**** SOURCE DATA ****
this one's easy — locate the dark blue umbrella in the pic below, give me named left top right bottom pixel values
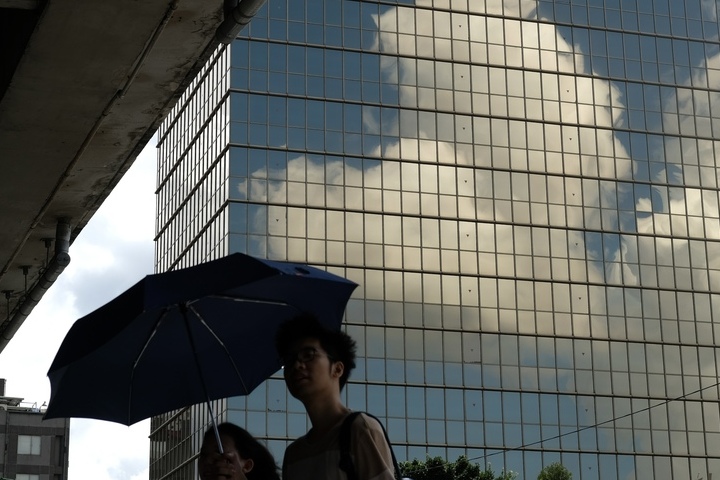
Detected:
left=44, top=252, right=357, bottom=430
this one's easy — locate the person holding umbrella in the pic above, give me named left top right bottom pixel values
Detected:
left=275, top=315, right=397, bottom=480
left=199, top=422, right=281, bottom=480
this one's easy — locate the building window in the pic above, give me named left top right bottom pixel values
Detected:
left=16, top=474, right=40, bottom=480
left=17, top=435, right=41, bottom=455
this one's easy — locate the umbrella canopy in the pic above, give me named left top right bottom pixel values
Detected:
left=44, top=253, right=357, bottom=426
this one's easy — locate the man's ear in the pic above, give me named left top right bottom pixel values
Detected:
left=242, top=458, right=254, bottom=473
left=332, top=360, right=344, bottom=379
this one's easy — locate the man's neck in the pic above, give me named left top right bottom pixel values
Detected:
left=303, top=395, right=350, bottom=440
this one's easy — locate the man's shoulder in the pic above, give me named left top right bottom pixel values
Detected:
left=342, top=412, right=397, bottom=480
left=283, top=434, right=308, bottom=463
left=349, top=412, right=385, bottom=433
left=284, top=434, right=311, bottom=455
left=346, top=412, right=394, bottom=454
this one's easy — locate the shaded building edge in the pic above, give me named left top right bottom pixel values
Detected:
left=0, top=379, right=69, bottom=480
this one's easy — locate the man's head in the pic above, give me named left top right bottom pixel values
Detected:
left=275, top=314, right=356, bottom=390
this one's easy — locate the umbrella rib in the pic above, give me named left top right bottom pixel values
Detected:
left=180, top=303, right=226, bottom=454
left=128, top=306, right=171, bottom=424
left=205, top=294, right=290, bottom=307
left=187, top=304, right=250, bottom=394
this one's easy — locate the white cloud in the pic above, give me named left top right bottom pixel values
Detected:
left=0, top=139, right=156, bottom=479
left=70, top=419, right=150, bottom=480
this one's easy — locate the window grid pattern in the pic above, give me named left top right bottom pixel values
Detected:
left=152, top=0, right=720, bottom=479
left=156, top=47, right=231, bottom=272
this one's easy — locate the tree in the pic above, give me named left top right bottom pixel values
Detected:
left=537, top=462, right=572, bottom=480
left=399, top=455, right=517, bottom=480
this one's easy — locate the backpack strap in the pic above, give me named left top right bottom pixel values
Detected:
left=339, top=412, right=361, bottom=480
left=338, top=411, right=402, bottom=480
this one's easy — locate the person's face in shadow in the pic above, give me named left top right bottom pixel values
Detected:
left=282, top=338, right=343, bottom=402
left=199, top=433, right=254, bottom=480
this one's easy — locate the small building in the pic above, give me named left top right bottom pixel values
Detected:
left=0, top=380, right=69, bottom=480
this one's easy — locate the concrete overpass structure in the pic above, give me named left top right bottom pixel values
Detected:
left=0, top=0, right=264, bottom=353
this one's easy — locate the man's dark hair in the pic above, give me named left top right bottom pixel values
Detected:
left=275, top=314, right=357, bottom=389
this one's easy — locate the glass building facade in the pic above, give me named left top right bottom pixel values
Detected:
left=150, top=0, right=720, bottom=479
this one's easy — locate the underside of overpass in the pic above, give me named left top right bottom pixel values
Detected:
left=0, top=0, right=263, bottom=352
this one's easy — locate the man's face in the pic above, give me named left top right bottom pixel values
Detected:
left=282, top=337, right=340, bottom=400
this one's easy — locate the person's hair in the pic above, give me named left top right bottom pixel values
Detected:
left=275, top=314, right=357, bottom=390
left=202, top=422, right=280, bottom=480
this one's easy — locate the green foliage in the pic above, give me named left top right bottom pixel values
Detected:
left=399, top=455, right=517, bottom=480
left=537, top=462, right=572, bottom=480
****
YOUR ASSIGNMENT: Write out each line of the data exactly; the images should be left out.

OUTPUT BELOW:
this one's easy — locate the dark blue umbrella in the pic below, give me named left top right bottom pixel values
Detected:
left=44, top=252, right=357, bottom=430
this one's easy — locate the person holding umbrella in the pic above, give me named left top right bottom pixel values
Detected:
left=275, top=315, right=397, bottom=480
left=199, top=422, right=281, bottom=480
this one's easy — locate the building window in the pic above, give me named left top right bottom pixel values
Detected:
left=16, top=474, right=40, bottom=480
left=17, top=435, right=41, bottom=455
this one's easy — locate the umbrella canopy in the pic above, give me named left top right bottom pixel values
Detected:
left=44, top=253, right=357, bottom=426
this one's easy — locate the man's ear in the pic above, give me named left top right bottom pixel values
Detected:
left=242, top=458, right=254, bottom=473
left=332, top=360, right=344, bottom=379
this one's easy — locate the man's neck in the pic above, give me named left top right bottom pixel values
Detected:
left=303, top=395, right=350, bottom=440
this one's easy — locate the man's shoulder in the pic above, give me named left top right bottom pixel values
Detected:
left=342, top=412, right=397, bottom=480
left=283, top=434, right=308, bottom=463
left=349, top=412, right=385, bottom=433
left=284, top=434, right=311, bottom=455
left=346, top=412, right=394, bottom=454
this one's easy — locate the shaded building edge in the pic above, give me named left top right bottom pixel values
Detected:
left=0, top=379, right=69, bottom=480
this one's easy — locate the man's head in the pic above, give me named left top right bottom pixel values
Detected:
left=275, top=314, right=356, bottom=390
this one's easy — locate the umbrella rib in the pic above, give me named left top right bottom pixel values
Detected:
left=180, top=303, right=226, bottom=454
left=128, top=306, right=171, bottom=424
left=205, top=294, right=290, bottom=307
left=187, top=304, right=250, bottom=394
this one's easy — locate the white cloud in the pic above, give me named left top right bottom pixel values
Detected:
left=0, top=139, right=156, bottom=479
left=70, top=419, right=150, bottom=480
this one's easy — locate the window grid pattern in the pic above, give me named left top right bottom pixel values
Detected:
left=152, top=0, right=720, bottom=479
left=156, top=47, right=231, bottom=272
this one's easy — locate the tree in the pic above, give me named left top right bottom pixel values
Detected:
left=537, top=462, right=572, bottom=480
left=399, top=455, right=517, bottom=480
this one's easy — locate the backpack strap in the pic above, give me named left top right bottom pixel values
Detected:
left=339, top=412, right=361, bottom=480
left=338, top=411, right=402, bottom=480
this one's easy — locate the person's face in shadow in the pic above, give me named left top right bottom pixel values
Detected:
left=282, top=338, right=343, bottom=402
left=199, top=433, right=254, bottom=480
this one's easy — locate the small building in the pic above, give me named left top right bottom pixel values
Detected:
left=0, top=380, right=69, bottom=480
this one's easy — locate the concrete overpass structure in the pic above, give me named left top right bottom pixel values
Detected:
left=0, top=0, right=264, bottom=353
this one's easy — locate the man's dark hair in the pic above, give me named left top right bottom pixel values
Detected:
left=275, top=314, right=357, bottom=389
this one's easy — locate the glass building facade in the pic above, give me named left top right bottom pixel values
Detected:
left=150, top=0, right=720, bottom=479
this one's easy — locate the underside of overpass in the pic above, give me named left top right bottom pixel values
Detected:
left=0, top=0, right=263, bottom=352
this one's easy — locate the man's face in the pic above, give me named left top right bottom pixel values
Detected:
left=282, top=337, right=340, bottom=400
this one's easy — locate the person's hair in the pic above, give me named left top right bottom pixel values
Detected:
left=275, top=314, right=357, bottom=390
left=202, top=422, right=280, bottom=480
this one's easy — locate the green foliage in the pic above, give me named left top right bottom pixel values
Detected:
left=399, top=455, right=517, bottom=480
left=537, top=462, right=572, bottom=480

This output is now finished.